Lines from an annotation dataset:
** begin **
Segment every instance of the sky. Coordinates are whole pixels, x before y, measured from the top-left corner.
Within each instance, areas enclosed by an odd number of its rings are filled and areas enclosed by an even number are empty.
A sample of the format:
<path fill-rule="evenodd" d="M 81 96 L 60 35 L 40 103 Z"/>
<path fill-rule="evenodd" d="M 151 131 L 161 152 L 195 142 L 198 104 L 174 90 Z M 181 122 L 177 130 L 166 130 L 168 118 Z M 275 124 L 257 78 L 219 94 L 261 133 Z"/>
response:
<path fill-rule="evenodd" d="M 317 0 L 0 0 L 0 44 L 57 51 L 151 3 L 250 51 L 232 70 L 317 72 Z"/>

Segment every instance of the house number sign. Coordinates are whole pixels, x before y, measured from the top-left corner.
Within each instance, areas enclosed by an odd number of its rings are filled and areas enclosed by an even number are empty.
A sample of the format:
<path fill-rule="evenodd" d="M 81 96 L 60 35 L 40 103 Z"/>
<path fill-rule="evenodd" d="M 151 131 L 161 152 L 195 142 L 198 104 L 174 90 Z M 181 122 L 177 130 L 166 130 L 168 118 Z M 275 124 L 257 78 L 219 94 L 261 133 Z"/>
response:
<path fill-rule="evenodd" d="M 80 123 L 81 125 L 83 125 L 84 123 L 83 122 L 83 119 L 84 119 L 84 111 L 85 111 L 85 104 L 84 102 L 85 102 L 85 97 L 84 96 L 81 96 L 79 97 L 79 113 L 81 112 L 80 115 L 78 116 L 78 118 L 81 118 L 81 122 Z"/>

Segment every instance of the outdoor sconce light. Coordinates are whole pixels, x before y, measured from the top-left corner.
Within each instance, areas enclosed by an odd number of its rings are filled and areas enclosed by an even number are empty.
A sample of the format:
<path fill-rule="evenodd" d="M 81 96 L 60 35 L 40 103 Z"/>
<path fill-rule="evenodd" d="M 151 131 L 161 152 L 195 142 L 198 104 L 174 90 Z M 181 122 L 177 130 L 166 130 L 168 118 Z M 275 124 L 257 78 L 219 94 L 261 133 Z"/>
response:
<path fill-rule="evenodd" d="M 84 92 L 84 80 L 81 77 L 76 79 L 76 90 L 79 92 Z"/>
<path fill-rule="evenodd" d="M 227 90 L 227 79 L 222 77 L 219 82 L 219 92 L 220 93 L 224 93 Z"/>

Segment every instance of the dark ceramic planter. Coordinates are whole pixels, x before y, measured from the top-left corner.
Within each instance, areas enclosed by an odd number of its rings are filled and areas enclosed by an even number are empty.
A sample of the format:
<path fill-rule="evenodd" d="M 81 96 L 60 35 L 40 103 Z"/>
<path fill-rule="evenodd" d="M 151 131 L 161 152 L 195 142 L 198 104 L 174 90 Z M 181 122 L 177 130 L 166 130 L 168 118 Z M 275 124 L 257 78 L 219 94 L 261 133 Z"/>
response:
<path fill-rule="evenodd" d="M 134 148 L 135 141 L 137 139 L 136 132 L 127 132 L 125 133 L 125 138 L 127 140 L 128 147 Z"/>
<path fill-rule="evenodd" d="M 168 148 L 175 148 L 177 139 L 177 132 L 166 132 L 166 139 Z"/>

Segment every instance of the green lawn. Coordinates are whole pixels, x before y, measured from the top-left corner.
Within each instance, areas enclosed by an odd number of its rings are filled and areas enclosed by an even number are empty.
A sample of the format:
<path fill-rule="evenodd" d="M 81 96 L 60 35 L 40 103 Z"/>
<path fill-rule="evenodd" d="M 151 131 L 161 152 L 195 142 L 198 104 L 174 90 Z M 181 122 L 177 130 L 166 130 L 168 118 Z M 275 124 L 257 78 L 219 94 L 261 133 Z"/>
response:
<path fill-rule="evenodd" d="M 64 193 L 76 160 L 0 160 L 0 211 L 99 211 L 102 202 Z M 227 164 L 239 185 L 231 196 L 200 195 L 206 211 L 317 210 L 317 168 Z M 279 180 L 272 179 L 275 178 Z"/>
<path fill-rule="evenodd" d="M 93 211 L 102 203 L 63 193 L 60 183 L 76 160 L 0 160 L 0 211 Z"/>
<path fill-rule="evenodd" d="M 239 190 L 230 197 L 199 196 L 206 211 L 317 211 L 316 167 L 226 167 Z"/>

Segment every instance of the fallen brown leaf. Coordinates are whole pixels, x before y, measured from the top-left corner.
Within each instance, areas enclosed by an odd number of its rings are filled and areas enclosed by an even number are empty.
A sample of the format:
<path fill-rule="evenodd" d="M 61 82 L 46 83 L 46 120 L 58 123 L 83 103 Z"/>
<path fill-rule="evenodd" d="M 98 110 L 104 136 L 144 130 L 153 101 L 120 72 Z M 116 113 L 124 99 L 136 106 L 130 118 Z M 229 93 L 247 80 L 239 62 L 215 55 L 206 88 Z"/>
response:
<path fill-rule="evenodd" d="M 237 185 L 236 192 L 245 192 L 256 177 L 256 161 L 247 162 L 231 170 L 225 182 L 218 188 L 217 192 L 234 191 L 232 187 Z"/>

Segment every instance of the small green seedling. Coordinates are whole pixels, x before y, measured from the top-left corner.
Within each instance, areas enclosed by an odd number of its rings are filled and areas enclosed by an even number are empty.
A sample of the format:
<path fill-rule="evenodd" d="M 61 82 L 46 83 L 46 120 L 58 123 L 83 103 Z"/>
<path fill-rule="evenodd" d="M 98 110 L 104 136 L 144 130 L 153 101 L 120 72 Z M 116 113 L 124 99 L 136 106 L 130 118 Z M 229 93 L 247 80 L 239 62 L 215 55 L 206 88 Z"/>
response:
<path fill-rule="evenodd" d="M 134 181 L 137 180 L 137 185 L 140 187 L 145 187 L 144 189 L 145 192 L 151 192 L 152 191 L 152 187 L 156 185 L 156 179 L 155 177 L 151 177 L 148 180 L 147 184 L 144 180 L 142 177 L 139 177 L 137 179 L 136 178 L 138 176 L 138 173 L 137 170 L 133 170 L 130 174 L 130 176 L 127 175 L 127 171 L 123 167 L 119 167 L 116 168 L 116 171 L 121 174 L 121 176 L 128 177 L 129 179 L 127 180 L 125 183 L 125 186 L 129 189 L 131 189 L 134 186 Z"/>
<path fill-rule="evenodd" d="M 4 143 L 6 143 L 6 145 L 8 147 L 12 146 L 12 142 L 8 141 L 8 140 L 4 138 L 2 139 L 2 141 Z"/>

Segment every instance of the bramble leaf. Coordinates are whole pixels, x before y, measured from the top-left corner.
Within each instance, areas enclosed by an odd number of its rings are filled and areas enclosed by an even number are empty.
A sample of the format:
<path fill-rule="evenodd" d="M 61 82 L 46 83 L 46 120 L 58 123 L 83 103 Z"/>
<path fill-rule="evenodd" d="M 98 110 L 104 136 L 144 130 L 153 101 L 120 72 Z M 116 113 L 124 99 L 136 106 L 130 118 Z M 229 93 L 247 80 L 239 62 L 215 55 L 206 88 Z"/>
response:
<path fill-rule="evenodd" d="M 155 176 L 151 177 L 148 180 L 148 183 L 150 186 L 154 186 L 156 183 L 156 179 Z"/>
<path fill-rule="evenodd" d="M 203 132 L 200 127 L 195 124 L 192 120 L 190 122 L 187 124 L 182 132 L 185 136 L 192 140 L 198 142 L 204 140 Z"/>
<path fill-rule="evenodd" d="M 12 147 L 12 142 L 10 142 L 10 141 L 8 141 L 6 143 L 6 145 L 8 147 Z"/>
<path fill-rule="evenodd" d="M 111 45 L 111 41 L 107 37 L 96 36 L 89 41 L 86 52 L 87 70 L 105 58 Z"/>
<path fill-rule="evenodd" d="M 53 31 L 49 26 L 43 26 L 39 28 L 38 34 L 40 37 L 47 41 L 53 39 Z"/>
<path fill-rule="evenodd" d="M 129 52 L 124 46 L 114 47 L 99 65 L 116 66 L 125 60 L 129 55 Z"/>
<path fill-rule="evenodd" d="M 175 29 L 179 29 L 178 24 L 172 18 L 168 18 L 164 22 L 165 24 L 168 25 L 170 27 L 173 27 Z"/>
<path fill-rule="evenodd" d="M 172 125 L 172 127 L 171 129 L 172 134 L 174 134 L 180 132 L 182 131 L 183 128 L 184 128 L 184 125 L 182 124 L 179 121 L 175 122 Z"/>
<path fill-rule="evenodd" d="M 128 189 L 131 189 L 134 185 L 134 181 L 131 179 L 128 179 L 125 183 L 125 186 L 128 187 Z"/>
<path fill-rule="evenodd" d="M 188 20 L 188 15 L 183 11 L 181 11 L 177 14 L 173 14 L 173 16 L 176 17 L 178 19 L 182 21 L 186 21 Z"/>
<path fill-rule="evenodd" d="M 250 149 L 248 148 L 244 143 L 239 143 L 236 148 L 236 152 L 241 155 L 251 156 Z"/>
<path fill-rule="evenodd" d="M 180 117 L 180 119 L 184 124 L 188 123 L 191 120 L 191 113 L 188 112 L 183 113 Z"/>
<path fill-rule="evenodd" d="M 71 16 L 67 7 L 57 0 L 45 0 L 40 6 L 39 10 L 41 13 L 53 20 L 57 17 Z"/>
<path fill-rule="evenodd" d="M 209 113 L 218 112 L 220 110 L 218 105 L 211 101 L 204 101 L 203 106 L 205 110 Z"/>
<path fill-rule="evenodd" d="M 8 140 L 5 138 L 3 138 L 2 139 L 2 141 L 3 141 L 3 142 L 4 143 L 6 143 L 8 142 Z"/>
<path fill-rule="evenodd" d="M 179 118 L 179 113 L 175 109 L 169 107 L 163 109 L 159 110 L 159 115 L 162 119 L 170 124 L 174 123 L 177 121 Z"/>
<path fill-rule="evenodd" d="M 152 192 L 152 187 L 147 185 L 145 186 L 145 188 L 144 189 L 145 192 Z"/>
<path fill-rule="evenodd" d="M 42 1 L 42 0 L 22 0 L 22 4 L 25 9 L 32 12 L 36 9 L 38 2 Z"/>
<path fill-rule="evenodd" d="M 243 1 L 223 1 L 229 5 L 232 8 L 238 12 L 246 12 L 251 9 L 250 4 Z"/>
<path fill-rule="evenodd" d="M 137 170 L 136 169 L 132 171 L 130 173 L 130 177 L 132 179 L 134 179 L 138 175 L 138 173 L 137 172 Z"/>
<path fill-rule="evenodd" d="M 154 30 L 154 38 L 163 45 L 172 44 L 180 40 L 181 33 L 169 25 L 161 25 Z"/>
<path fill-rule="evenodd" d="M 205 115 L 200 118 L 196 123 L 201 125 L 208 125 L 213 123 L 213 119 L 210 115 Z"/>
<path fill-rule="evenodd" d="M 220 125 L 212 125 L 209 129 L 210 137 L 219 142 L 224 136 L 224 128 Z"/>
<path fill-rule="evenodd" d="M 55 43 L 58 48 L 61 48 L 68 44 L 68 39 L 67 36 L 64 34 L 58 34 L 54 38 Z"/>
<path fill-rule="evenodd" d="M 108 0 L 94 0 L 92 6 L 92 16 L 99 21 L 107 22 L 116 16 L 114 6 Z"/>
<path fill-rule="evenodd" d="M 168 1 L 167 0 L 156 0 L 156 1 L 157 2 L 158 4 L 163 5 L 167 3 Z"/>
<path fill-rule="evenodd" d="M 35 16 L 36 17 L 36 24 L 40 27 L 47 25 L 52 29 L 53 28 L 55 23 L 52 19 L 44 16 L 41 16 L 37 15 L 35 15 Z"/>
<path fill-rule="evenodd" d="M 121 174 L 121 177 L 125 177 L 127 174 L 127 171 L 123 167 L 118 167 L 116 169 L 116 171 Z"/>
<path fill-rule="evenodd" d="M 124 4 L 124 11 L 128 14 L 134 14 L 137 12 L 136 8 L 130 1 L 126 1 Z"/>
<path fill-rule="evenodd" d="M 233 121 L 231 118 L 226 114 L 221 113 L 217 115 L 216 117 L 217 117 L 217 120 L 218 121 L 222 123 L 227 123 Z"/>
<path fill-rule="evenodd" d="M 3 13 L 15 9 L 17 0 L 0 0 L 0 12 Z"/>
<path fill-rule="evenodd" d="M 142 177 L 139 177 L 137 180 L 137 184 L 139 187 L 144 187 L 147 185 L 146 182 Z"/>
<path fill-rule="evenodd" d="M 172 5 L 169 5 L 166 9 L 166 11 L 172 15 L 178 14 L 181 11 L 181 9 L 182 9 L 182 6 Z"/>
** end **
Aim
Lay out the lines from the first one through the line containing "80 123 L 81" as a two-column CSV with the columns text and answer. Give one row for each text and its answer, with each value in a single quoted field and line breaks replaced by spaces.

Output of the task
text,answer
"Segment every instance of the sky. Coordinates are whole pixels, x before y, measured from the top-left corner. Within each instance, areas enclosed by an odd number of its rings are filled and areas enclosed by an even number are empty. A sample of the format: <path fill-rule=""evenodd"" d=""M 81 96 L 60 35 L 40 103 Z""/> <path fill-rule=""evenodd"" d=""M 151 131 L 161 152 L 195 142 L 198 104 L 174 90 Z M 181 122 L 177 130 L 166 130 L 168 118 Z M 275 124 L 257 78 L 219 94 L 261 133 Z""/> response:","<path fill-rule=""evenodd"" d=""M 317 0 L 0 0 L 0 44 L 57 51 L 151 3 L 250 51 L 232 70 L 317 72 Z""/>"
"Segment every instance of the house number sign. Coordinates are whole pixels, x before y, measured from the top-left corner. Within each instance, areas enclosed by an odd number of its rings are filled and areas enclosed by an even number are empty. A sample of the format: <path fill-rule=""evenodd"" d=""M 81 96 L 60 35 L 40 103 Z""/> <path fill-rule=""evenodd"" d=""M 151 131 L 161 152 L 195 142 L 198 104 L 174 90 Z M 181 122 L 177 130 L 166 130 L 168 118 Z M 275 124 L 257 78 L 219 94 L 261 133 Z""/> response:","<path fill-rule=""evenodd"" d=""M 80 123 L 81 125 L 83 125 L 84 123 L 83 122 L 83 119 L 84 119 L 84 111 L 85 111 L 85 104 L 84 102 L 85 102 L 85 97 L 84 96 L 81 96 L 79 97 L 79 113 L 81 112 L 80 115 L 78 116 L 78 118 L 81 118 L 81 122 Z""/>"